Am Pfingstmontag — geschlossen am Pfingstfreitag.      

Helfen Sie mir, lieber Freund und Erzengel, aus einer Verlegenheit heraus, ich will Ihnen gern dafür in eine hinein helfen. Was soll ich nun mit euerm Statthalter anfangen? Die dritte Ausgabe der allem. Gedichte ist vor der Thüre, oder vielmehr vor dem Setzerkasten und der Presse und soll in allen mit Grund getadelten und angefochtenen Stellen wo nicht besser, doch anderst, ja schlechter werden. Gern will ich nun den alten Statthalter auf meine Kosten zu St. Elsbethen, wiewohl ich ihn gerne dort liegen ließe, herausgraben und an einen andern Ort bringen lassen. Aber wohin? Lebendig kann ich ihn nimmer machen, das ist vorbey. Aber eines natürlichen Todes sterben lassen auch nicht. Denn das kann für's Erste nur Gott. Zweitens ist's, wenn wir es thun, gemein und fast prosaisch. Durch ein Unglück muß er aus der Welt kommen, wie sein Typus, der brave und verkannte König Saul. Aber durch welches? Soll ihn eine Schlange stechen, oder ein Fischgrat im Hals ersticken, oder soll ihn der Vogt von Rai[t]bach im Duell erlegen? Es stehen allerdings viel Wege offen:

Facilis descensus averno
Noctes atque dies diri patet janua Ditis,

aber eben die Wahl thut einem weh.

Auszüge aus Zeigedaten:
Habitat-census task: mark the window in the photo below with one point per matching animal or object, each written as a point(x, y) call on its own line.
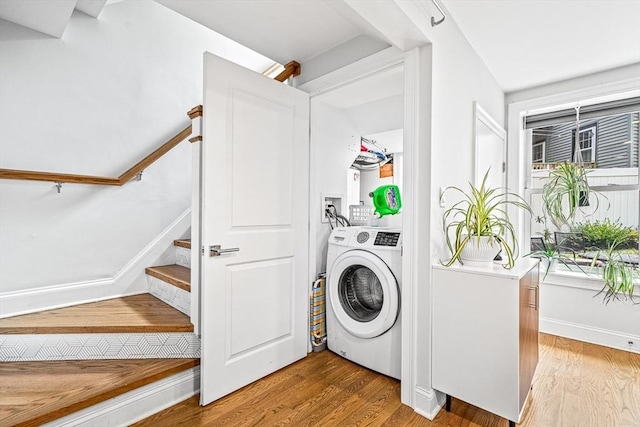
point(587, 141)
point(613, 207)
point(537, 152)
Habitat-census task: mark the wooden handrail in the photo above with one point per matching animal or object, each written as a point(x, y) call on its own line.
point(98, 180)
point(290, 69)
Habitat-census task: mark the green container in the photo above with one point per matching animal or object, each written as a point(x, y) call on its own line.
point(386, 200)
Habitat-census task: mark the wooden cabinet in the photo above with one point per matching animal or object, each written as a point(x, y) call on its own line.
point(485, 334)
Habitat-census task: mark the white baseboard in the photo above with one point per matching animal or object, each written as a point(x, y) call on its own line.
point(590, 334)
point(130, 280)
point(428, 402)
point(137, 404)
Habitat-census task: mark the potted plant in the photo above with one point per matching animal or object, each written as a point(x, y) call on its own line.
point(550, 256)
point(619, 277)
point(566, 191)
point(480, 225)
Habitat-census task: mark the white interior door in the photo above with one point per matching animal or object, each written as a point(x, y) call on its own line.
point(255, 197)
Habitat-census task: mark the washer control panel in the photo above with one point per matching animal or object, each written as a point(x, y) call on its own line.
point(386, 239)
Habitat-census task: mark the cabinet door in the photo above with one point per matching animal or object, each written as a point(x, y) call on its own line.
point(529, 297)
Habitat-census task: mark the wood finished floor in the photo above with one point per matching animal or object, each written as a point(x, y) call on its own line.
point(136, 313)
point(33, 393)
point(576, 384)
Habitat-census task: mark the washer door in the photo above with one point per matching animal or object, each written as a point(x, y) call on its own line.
point(364, 294)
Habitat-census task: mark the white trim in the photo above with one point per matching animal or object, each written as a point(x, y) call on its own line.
point(428, 402)
point(138, 404)
point(130, 280)
point(590, 334)
point(410, 213)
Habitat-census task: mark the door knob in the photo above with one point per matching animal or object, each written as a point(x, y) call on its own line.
point(216, 250)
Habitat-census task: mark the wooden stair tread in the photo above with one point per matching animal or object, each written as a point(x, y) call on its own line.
point(137, 313)
point(175, 274)
point(33, 393)
point(183, 243)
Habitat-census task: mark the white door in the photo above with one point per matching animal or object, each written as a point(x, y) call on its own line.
point(255, 188)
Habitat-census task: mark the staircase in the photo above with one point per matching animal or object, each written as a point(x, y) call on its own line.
point(110, 362)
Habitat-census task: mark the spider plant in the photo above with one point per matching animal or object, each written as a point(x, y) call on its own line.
point(565, 192)
point(551, 253)
point(482, 212)
point(619, 276)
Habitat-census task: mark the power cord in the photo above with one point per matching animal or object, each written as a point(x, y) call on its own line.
point(332, 214)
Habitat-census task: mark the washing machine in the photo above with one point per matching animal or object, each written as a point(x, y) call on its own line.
point(364, 281)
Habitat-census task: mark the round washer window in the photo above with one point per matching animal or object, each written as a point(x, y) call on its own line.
point(361, 294)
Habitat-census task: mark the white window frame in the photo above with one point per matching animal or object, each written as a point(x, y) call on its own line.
point(594, 142)
point(520, 143)
point(543, 143)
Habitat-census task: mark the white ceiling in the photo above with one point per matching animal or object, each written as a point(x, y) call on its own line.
point(527, 43)
point(283, 30)
point(47, 16)
point(381, 85)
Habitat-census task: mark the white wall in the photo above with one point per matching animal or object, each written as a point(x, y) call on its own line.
point(458, 77)
point(570, 308)
point(95, 102)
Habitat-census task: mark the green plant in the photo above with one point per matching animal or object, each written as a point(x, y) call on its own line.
point(551, 253)
point(602, 234)
point(618, 276)
point(565, 191)
point(482, 212)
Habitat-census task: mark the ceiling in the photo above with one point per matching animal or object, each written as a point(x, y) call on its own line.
point(283, 30)
point(527, 43)
point(46, 16)
point(524, 43)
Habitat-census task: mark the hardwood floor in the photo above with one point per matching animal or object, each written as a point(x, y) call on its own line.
point(136, 313)
point(32, 393)
point(576, 384)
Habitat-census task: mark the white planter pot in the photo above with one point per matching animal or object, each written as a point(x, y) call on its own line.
point(479, 251)
point(548, 265)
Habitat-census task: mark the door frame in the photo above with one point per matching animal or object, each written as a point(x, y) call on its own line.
point(424, 401)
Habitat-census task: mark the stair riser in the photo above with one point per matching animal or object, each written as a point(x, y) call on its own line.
point(24, 348)
point(174, 296)
point(183, 257)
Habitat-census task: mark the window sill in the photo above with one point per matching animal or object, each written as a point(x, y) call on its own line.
point(578, 280)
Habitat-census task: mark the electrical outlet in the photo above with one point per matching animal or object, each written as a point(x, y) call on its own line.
point(328, 201)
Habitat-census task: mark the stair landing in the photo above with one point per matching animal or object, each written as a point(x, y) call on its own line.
point(33, 393)
point(133, 327)
point(137, 313)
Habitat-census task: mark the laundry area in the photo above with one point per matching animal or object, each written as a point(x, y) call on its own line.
point(357, 157)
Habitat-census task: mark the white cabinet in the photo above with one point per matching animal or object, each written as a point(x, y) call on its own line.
point(485, 334)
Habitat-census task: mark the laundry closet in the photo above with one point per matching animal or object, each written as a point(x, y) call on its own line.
point(371, 108)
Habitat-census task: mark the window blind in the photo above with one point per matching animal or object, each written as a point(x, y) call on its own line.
point(611, 108)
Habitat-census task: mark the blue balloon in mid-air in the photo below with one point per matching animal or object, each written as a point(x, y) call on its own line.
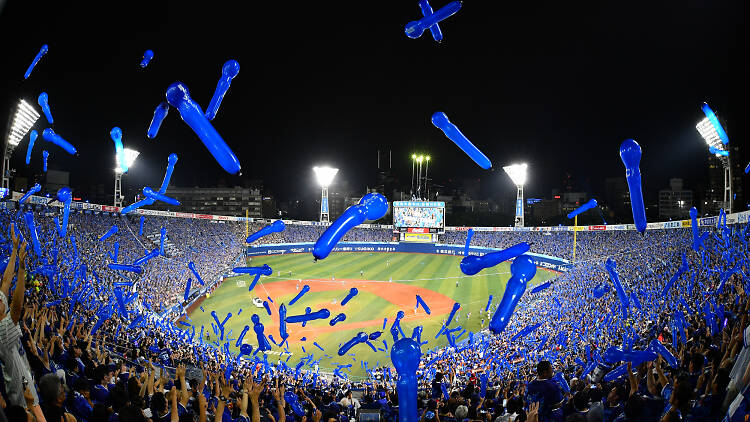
point(522, 271)
point(583, 208)
point(147, 56)
point(630, 153)
point(715, 123)
point(178, 96)
point(472, 264)
point(371, 207)
point(39, 55)
point(415, 29)
point(440, 120)
point(43, 101)
point(230, 69)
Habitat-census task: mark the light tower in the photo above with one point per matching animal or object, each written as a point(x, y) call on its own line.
point(716, 147)
point(517, 173)
point(324, 176)
point(130, 156)
point(23, 120)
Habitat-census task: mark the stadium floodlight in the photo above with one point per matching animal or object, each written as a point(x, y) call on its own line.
point(24, 118)
point(517, 173)
point(130, 156)
point(324, 175)
point(716, 147)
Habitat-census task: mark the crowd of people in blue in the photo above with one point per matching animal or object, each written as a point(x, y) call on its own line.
point(79, 341)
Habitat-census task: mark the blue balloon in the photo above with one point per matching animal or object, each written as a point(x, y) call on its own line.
point(43, 102)
point(112, 230)
point(228, 72)
point(320, 314)
point(361, 337)
point(472, 264)
point(426, 9)
point(405, 355)
point(440, 120)
point(352, 292)
point(611, 267)
point(338, 318)
point(160, 113)
point(275, 227)
point(415, 29)
point(156, 196)
point(264, 270)
point(302, 292)
point(39, 55)
point(32, 138)
point(421, 302)
point(49, 135)
point(715, 123)
point(371, 207)
point(178, 96)
point(65, 196)
point(147, 56)
point(630, 153)
point(522, 271)
point(583, 208)
point(116, 135)
point(33, 190)
point(29, 217)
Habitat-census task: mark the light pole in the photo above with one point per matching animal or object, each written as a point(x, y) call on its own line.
point(517, 173)
point(130, 156)
point(23, 120)
point(324, 176)
point(710, 134)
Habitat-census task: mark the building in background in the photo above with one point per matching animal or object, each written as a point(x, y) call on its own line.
point(675, 202)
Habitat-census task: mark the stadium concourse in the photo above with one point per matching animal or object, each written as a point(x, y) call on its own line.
point(67, 344)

AUFGABE 1:
Geben Sie für jede der Aussagen (a) bis (c) an, ob sie mit dem Textauszug übereinstimmt, und belegen Sie jedes Ja oder Nein mit den entscheidenden Worten des Textauszugs als wörtliches Zitat. (a) Der Statthalter lässt sich laut Textauszug wieder lebendig machen. (b) Eine dritte Ausgabe der Gedichte steht bevor. (c) Der Statthalter soll eines natürlichen Todes sterben.
AUFGABE 2:
Geben Sie in den Datensätzen alles von der Zeile mit „Habitat-census task: mark the crowd“ bis hinunter zur Zeile mit „point(79, 341)“ erneut wieder und benennen Sie dabei „crowd of people“ in „group of people“ um, ohne sonst etwas zu ändern.
Der Textauszug und die Datensätze stammen aus verschiedenen Quellen.

SCHRIFTLICHE LÖSUNG 1:
(a) Nein: „Lebendig kann ich ihn nimmer machen, das ist vorbey.“
(b) Ja: „Die dritte Ausgabe der allem. Gedichte ist vor der Thüre“
(c) Nein: „Aber eines natürlichen Todes sterben lassen auch nicht.“

SCHRIFTLICHE LÖSUNG 2:
Habitat-census task: mark the group of people in blue in the photo above with one point per matching animal or object, each written as a point(x, y) call on its own line.
point(79, 341)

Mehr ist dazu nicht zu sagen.